▶ [Work to complete]
Your answer should be every line with the word "metal", copied from the data below.

BEGIN Supplied entries

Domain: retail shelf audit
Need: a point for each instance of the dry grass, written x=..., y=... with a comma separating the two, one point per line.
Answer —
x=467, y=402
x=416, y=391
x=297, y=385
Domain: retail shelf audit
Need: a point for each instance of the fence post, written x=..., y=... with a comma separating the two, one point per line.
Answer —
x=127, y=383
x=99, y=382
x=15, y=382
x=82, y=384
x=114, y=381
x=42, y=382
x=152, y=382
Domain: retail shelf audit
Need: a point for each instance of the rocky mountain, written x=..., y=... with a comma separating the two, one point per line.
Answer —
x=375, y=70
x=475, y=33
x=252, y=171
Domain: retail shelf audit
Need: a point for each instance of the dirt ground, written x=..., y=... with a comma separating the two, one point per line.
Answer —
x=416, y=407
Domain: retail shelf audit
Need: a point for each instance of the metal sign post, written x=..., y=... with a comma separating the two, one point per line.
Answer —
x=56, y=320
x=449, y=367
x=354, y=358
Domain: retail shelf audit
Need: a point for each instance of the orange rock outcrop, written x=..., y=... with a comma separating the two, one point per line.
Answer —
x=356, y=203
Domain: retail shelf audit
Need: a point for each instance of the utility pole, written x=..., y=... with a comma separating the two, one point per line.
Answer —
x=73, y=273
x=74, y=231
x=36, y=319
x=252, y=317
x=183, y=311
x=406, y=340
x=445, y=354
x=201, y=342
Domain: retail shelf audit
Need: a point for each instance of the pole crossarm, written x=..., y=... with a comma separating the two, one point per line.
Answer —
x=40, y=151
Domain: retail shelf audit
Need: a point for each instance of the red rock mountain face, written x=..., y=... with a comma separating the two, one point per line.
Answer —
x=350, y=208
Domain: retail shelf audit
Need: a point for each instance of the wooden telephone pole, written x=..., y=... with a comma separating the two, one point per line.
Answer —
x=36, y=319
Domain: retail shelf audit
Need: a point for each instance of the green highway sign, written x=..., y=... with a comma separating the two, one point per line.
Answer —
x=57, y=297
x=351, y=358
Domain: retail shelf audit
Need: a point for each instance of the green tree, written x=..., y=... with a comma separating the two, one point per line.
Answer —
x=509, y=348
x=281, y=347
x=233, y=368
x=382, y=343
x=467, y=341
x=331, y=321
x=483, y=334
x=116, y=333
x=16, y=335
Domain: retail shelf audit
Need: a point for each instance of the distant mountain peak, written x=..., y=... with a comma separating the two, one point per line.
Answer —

END Supplied entries
BEGIN Supplied entries

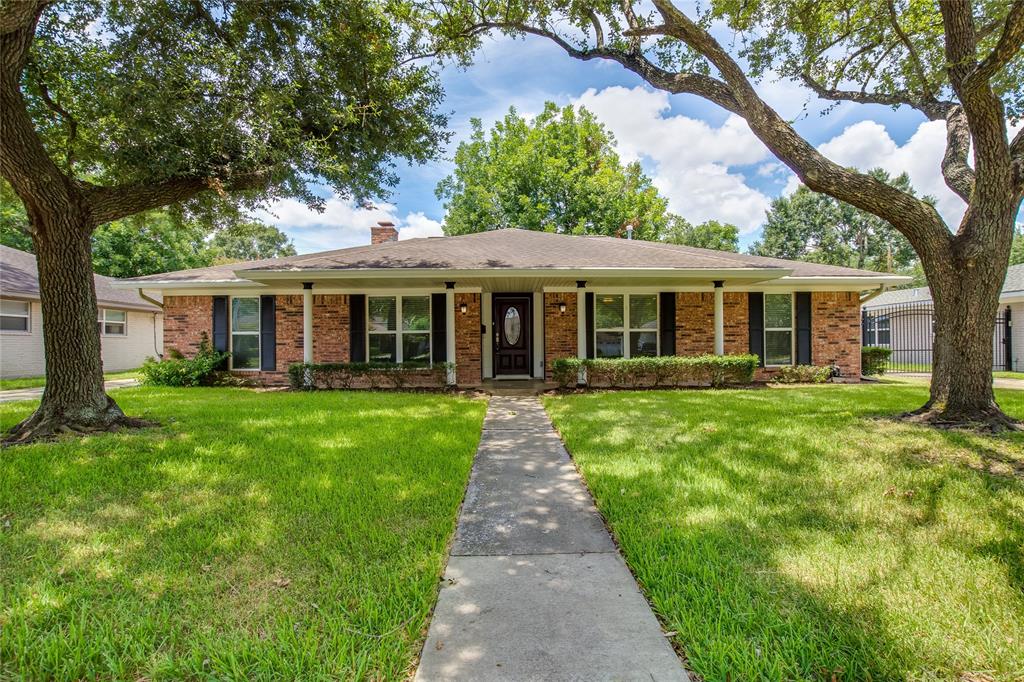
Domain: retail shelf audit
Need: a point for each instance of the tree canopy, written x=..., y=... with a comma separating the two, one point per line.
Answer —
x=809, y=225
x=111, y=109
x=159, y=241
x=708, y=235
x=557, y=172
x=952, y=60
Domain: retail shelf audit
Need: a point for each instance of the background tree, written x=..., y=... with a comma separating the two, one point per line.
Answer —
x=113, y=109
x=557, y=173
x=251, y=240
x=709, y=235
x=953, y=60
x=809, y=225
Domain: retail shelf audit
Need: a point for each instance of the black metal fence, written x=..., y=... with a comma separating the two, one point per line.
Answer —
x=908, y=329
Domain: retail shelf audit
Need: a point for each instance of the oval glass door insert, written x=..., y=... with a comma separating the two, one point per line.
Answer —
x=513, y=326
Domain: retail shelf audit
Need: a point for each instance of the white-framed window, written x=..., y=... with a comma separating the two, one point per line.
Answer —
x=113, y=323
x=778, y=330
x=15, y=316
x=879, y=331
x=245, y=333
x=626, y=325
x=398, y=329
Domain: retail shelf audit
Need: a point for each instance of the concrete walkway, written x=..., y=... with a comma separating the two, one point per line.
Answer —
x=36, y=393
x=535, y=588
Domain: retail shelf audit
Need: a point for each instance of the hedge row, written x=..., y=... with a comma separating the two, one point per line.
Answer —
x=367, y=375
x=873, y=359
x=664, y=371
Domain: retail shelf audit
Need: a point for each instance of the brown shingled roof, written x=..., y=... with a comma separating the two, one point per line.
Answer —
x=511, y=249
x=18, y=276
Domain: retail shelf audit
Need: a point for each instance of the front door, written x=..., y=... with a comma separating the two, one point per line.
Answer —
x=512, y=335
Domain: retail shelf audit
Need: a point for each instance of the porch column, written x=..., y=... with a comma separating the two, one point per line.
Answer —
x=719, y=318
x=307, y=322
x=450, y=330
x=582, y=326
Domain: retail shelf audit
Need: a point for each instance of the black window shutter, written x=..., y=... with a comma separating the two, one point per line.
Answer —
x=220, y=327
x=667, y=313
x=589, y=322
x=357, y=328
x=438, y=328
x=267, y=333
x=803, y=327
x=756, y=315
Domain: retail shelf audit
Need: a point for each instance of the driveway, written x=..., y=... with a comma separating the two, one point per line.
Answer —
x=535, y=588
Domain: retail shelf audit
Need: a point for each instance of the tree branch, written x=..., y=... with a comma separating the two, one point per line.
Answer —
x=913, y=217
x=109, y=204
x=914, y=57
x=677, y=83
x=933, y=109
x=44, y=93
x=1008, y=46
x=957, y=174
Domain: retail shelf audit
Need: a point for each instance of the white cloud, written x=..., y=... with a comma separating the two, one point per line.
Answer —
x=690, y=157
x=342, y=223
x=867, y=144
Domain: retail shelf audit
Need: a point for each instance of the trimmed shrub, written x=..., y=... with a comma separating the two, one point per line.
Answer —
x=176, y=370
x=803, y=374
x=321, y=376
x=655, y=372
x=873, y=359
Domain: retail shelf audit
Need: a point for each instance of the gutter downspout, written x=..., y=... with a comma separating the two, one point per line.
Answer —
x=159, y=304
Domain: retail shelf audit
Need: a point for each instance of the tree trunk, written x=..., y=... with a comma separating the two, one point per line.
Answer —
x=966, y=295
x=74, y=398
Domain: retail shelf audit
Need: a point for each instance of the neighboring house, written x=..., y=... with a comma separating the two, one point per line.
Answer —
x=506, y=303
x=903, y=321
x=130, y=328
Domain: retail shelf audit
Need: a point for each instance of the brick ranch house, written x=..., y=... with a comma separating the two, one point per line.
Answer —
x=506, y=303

END Supplied entries

▶ [Answer to this exercise]
Need: a point for each instance of the metal sign post, written x=..., y=... with a comma separating the two, one point per line.
Need: a point for each instance of the black metal fence, written x=..., y=... with a comma separating the two, one point per line.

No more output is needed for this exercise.